New Road, Brighton, UK, designed by Jan Gehl (by Wikimedia 
user:DeFacto, creative commons license)
Last week, the Institute of Transportation and Development Policy (ITDP) released Our Cities Ourselves: 10 Principles for Transport in Urban Life, a publication explicating “ten keys to building successful cities” and “show[ing] how cities from New York to Nairobi can meet the challenges of rapid population growth and climate change while improving their competitiveness.”
The publication is co-authored by visionary Danish urbanist Jan Gehl and Walter Hook, ITDP’s executive director.  ITDP is an international organization founded in 1985 by my friend Michael Replogle to “promote environmentally sustainable and socially equitable transportation worldwide” and to “work with city governments and local advocacy groups to implement projects that reduce poverty, pollution, and oil dependence.”
  Copenhagen's Stroget (by: sunshineandbeyond/betsy, creative commons
 license)  bike parking adjacent to streetcar line in Portland (by: Steven 
Vance, creative commons license)
Jan Gehl is arguably as important to the cause of cities as Jane Jacobs, and obviously that’s saying a lot.  His greatest contribution is in the philosophy and design of public spaces, including streets and pedestrian life. Copenhagen's renowned Strøget, the longest pedestrian shopping street in Europe, is generally considered to be the result of Gehl's work.
-------
§ **LIST OF TASKS**
1 > From the article on the ITDP publication, retype the passage starting with "Jan Gehl is" and going on through "of Gehl's work.".
2 > In one to three sentences, explain what the article on the ITDP publication offers in support of placing Jan Gehl on a level with Jane Jacobs.

§ **RECORD SET**
-------
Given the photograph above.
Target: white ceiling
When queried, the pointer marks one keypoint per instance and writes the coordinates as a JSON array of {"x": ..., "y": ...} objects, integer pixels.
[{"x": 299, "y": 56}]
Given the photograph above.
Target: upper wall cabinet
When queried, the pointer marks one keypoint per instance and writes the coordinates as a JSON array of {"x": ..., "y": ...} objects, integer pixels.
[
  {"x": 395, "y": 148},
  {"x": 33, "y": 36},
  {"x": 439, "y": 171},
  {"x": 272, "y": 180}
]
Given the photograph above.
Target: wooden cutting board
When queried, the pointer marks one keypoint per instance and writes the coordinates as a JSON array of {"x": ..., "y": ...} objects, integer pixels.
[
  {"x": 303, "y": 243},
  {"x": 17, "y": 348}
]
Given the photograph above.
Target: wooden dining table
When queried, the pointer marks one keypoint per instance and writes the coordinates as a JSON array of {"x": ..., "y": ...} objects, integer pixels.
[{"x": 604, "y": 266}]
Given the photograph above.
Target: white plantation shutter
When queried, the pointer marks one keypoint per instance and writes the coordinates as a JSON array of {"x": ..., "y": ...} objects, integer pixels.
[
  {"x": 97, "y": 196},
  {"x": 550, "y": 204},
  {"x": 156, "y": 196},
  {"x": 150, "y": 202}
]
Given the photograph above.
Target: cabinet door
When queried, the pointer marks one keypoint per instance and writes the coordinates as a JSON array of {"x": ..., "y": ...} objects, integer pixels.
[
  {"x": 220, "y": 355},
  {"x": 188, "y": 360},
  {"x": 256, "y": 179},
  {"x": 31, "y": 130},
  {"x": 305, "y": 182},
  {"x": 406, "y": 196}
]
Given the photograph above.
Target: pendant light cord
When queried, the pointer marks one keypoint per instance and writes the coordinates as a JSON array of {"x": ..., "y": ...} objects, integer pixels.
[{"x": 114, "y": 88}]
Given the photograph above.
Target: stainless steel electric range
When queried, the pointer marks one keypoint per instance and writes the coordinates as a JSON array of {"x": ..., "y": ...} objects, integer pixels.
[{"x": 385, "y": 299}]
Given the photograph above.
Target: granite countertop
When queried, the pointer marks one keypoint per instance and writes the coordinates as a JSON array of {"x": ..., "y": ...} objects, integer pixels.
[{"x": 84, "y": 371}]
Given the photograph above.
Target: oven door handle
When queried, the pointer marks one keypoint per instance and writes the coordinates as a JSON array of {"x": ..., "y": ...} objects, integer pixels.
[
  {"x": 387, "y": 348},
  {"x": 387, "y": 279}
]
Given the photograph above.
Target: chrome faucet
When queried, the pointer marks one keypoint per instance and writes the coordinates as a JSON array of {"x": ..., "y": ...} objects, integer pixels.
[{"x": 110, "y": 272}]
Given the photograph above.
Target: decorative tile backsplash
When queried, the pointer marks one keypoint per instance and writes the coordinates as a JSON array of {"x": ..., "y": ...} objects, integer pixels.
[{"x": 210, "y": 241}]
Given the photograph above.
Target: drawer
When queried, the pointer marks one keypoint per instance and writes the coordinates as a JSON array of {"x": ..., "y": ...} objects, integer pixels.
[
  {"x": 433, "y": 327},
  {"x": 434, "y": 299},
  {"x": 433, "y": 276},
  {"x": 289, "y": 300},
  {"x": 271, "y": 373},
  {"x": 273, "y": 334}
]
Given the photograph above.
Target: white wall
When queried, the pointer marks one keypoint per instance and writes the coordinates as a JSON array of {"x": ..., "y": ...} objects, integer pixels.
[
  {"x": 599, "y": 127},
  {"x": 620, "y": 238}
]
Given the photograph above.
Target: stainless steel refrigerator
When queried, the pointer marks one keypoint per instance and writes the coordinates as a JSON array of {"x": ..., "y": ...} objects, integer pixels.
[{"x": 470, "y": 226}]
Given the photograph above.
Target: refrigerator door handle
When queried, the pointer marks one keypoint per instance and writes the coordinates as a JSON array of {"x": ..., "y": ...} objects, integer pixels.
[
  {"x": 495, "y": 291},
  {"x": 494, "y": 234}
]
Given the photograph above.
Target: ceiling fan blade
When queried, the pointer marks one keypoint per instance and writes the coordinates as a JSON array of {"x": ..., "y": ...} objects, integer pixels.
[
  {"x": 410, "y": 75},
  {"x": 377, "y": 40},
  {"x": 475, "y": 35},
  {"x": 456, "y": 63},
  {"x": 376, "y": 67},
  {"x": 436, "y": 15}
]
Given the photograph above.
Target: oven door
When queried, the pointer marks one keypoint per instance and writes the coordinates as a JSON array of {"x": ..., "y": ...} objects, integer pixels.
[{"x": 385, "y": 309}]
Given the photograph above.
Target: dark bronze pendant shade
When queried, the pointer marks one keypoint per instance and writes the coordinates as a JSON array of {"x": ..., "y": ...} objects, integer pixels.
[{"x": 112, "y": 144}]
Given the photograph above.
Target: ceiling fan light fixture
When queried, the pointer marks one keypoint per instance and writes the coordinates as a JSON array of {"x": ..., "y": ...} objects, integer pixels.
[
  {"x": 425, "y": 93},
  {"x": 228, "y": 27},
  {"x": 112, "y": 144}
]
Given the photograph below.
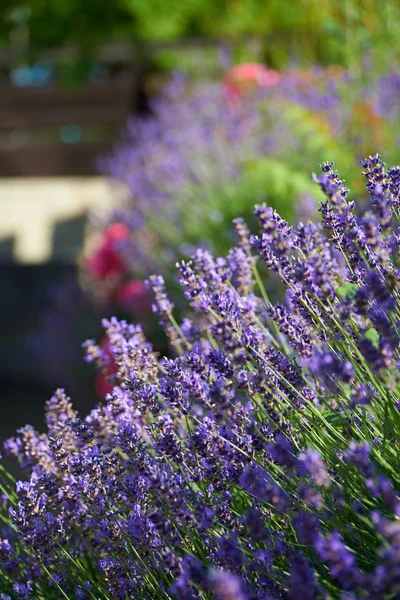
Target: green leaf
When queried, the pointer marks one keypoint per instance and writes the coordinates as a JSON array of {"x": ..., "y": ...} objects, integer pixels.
[
  {"x": 334, "y": 418},
  {"x": 373, "y": 336}
]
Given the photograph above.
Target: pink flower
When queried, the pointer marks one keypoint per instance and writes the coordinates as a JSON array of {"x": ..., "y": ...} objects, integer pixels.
[
  {"x": 106, "y": 260},
  {"x": 133, "y": 295},
  {"x": 245, "y": 77}
]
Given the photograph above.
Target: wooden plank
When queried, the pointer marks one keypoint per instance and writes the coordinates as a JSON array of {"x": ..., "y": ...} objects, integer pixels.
[{"x": 52, "y": 160}]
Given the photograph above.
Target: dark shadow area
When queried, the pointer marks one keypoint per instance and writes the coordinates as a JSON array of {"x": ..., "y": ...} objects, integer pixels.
[
  {"x": 68, "y": 238},
  {"x": 35, "y": 340}
]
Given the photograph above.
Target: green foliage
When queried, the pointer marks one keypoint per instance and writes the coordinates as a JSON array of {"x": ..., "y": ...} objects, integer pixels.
[{"x": 300, "y": 30}]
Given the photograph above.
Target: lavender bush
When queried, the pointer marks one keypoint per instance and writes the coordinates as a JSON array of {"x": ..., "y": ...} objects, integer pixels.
[
  {"x": 205, "y": 154},
  {"x": 262, "y": 462}
]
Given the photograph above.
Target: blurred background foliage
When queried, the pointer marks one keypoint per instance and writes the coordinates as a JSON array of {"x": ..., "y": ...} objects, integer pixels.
[{"x": 305, "y": 31}]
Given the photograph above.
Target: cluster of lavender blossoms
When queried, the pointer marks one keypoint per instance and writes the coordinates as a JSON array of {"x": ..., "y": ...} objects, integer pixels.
-------
§ **RESULTS FOR EACH TASK**
1 >
Jan Gehl is arguably as important to the cause of cities as Jane Jacobs, and obviously that’s saying a lot.  His greatest contribution is in the philosophy and design of public spaces, including streets and pedestrian life. Copenhagen's renowned Strøget, the longest pedestrian shopping street in Europe, is generally considered to be the result of Gehl's work.

2 > The article says Gehl's greatest contribution lies in the philosophy and design of public spaces, including streets and pedestrian life. It adds that Copenhagen's Strøget, the longest pedestrian shopping street in Europe, is generally considered the result of his work.